___ Bahan ___

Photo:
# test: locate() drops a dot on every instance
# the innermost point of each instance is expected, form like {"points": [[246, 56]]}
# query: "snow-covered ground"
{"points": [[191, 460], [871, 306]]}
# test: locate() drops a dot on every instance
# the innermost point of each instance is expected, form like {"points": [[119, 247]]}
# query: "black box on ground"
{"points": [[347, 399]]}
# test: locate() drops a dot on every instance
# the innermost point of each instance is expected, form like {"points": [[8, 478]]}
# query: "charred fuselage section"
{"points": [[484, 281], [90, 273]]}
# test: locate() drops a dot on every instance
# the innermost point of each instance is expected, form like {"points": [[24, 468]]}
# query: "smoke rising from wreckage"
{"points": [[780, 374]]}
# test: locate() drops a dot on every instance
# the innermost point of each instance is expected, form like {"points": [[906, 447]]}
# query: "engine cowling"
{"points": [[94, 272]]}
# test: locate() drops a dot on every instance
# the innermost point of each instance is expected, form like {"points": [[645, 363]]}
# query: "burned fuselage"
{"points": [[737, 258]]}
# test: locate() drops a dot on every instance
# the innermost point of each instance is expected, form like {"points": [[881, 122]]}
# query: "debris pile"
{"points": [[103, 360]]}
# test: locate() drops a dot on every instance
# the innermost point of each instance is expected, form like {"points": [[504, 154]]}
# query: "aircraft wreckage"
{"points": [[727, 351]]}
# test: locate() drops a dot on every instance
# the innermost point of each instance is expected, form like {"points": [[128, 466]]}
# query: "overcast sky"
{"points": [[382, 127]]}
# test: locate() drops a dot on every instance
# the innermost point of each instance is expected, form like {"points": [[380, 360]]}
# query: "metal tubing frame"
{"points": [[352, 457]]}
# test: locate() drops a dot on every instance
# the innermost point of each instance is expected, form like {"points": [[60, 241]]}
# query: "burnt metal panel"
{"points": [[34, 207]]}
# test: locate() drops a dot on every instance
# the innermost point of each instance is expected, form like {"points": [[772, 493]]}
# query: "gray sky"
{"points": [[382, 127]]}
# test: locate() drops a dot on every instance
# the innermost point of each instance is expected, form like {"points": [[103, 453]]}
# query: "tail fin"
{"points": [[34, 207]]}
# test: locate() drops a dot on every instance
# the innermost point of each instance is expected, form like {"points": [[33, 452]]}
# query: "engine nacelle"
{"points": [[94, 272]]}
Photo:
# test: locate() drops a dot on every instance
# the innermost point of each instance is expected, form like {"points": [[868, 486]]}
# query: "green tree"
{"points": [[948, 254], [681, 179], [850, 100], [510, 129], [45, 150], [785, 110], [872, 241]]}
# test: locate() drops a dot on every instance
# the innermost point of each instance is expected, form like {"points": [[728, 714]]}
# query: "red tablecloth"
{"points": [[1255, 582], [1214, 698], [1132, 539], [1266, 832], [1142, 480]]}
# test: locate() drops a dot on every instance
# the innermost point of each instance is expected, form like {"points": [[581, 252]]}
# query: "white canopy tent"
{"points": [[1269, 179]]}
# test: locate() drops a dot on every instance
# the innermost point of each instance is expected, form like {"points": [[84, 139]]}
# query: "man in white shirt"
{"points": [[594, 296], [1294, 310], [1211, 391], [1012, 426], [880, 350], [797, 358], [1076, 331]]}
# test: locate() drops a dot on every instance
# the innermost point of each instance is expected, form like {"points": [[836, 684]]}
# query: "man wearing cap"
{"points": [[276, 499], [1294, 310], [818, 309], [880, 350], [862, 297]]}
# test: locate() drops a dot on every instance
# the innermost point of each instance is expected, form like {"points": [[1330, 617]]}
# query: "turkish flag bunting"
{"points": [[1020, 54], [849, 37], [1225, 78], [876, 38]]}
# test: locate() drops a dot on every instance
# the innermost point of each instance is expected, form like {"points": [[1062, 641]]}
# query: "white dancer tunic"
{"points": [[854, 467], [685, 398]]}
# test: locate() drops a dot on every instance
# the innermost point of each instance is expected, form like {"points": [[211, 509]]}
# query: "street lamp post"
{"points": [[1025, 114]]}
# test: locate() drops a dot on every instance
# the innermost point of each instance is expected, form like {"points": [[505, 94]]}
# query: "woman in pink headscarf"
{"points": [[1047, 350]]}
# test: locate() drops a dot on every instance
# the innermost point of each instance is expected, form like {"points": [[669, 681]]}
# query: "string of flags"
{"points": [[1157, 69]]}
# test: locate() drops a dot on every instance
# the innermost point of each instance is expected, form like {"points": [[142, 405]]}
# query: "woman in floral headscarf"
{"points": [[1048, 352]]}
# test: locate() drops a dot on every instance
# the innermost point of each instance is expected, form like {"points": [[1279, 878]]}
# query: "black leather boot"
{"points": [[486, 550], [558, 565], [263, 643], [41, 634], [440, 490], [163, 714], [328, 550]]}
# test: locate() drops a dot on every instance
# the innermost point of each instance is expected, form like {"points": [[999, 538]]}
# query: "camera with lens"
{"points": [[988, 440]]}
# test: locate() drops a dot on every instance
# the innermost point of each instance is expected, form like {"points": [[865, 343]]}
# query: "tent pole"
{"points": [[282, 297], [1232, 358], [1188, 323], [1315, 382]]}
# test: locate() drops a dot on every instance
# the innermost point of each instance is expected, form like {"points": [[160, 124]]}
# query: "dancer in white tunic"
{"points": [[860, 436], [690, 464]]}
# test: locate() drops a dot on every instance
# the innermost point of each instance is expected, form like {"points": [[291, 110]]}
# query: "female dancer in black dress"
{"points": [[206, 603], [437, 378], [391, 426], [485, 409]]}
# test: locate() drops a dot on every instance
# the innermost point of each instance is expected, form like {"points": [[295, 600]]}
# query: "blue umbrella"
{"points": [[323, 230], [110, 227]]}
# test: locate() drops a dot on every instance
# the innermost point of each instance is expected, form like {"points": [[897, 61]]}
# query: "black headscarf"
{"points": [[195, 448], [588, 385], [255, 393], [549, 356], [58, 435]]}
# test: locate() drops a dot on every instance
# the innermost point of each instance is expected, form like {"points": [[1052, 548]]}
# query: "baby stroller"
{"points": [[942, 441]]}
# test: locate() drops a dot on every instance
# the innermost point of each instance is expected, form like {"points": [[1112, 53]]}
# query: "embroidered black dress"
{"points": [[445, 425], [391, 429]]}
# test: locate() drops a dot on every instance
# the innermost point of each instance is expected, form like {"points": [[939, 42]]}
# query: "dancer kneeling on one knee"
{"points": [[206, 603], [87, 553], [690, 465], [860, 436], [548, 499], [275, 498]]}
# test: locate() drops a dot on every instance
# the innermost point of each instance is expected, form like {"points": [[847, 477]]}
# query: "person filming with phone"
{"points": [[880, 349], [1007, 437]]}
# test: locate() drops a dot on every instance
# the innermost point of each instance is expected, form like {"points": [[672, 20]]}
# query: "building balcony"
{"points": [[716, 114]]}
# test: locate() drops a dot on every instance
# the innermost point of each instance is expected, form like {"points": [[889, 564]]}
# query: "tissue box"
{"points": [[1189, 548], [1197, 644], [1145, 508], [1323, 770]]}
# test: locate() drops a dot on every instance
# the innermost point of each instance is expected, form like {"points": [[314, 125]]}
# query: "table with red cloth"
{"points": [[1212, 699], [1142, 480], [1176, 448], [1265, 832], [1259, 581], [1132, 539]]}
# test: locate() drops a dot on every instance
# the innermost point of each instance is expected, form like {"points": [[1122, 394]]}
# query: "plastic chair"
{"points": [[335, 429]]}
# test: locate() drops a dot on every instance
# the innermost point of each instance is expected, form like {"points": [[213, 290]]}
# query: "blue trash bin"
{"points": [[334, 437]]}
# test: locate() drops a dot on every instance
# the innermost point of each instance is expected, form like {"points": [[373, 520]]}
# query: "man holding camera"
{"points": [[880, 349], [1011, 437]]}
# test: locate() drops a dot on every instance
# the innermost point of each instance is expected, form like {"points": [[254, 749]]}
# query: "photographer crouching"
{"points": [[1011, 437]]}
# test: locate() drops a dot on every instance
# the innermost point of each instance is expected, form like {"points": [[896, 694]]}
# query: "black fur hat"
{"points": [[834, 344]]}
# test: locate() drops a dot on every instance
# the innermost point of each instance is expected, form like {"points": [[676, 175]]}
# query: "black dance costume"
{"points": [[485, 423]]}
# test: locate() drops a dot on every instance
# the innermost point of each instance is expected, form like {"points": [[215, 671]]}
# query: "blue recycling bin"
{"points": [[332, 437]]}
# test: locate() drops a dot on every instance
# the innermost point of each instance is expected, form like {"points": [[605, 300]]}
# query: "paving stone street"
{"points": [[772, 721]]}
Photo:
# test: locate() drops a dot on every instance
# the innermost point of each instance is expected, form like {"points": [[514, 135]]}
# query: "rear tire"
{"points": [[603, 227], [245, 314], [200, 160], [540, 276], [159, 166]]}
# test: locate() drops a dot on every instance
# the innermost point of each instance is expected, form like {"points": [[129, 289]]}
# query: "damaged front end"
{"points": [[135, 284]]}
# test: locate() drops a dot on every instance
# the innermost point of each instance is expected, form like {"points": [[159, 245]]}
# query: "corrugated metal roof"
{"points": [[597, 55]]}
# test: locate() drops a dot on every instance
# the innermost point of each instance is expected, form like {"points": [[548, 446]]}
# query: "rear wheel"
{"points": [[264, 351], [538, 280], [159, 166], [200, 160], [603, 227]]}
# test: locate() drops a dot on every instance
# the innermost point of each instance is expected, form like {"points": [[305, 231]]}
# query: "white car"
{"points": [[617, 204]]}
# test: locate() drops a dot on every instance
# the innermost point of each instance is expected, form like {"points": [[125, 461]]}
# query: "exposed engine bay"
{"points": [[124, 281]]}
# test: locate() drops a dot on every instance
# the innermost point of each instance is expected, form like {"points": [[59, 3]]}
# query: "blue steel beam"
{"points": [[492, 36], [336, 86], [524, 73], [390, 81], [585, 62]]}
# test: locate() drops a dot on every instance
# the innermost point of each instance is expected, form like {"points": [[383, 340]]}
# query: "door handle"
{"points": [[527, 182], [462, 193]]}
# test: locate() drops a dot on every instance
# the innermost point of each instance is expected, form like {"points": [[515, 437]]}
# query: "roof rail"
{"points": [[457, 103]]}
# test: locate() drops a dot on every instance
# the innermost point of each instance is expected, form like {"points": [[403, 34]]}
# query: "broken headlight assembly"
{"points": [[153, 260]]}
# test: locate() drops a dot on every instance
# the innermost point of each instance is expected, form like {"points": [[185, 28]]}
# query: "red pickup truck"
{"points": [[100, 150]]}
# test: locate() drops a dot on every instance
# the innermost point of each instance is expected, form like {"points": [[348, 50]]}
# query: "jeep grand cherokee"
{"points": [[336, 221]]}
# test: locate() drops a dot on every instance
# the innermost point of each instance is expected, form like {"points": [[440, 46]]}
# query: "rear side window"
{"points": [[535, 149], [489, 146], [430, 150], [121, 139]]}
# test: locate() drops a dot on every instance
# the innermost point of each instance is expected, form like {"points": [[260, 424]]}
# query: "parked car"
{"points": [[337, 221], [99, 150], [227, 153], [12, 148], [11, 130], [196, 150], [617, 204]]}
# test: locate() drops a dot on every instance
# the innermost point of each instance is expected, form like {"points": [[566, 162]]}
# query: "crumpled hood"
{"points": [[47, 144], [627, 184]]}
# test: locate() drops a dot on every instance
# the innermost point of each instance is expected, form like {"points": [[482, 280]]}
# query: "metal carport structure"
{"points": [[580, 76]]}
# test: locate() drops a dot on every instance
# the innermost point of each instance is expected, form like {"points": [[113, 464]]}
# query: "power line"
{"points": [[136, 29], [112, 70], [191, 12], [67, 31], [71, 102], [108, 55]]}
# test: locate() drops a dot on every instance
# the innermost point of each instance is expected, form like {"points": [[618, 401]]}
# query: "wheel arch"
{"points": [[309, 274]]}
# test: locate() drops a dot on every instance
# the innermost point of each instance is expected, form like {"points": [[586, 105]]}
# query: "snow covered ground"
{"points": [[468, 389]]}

___

# Tugas Anda:
Ambil semua baris di atas yang mengandung kata "tent". Huruf besar dan kecil dibedakan.

# Jawaban Soal:
# query: "white canopy tent"
# query: "tent pole"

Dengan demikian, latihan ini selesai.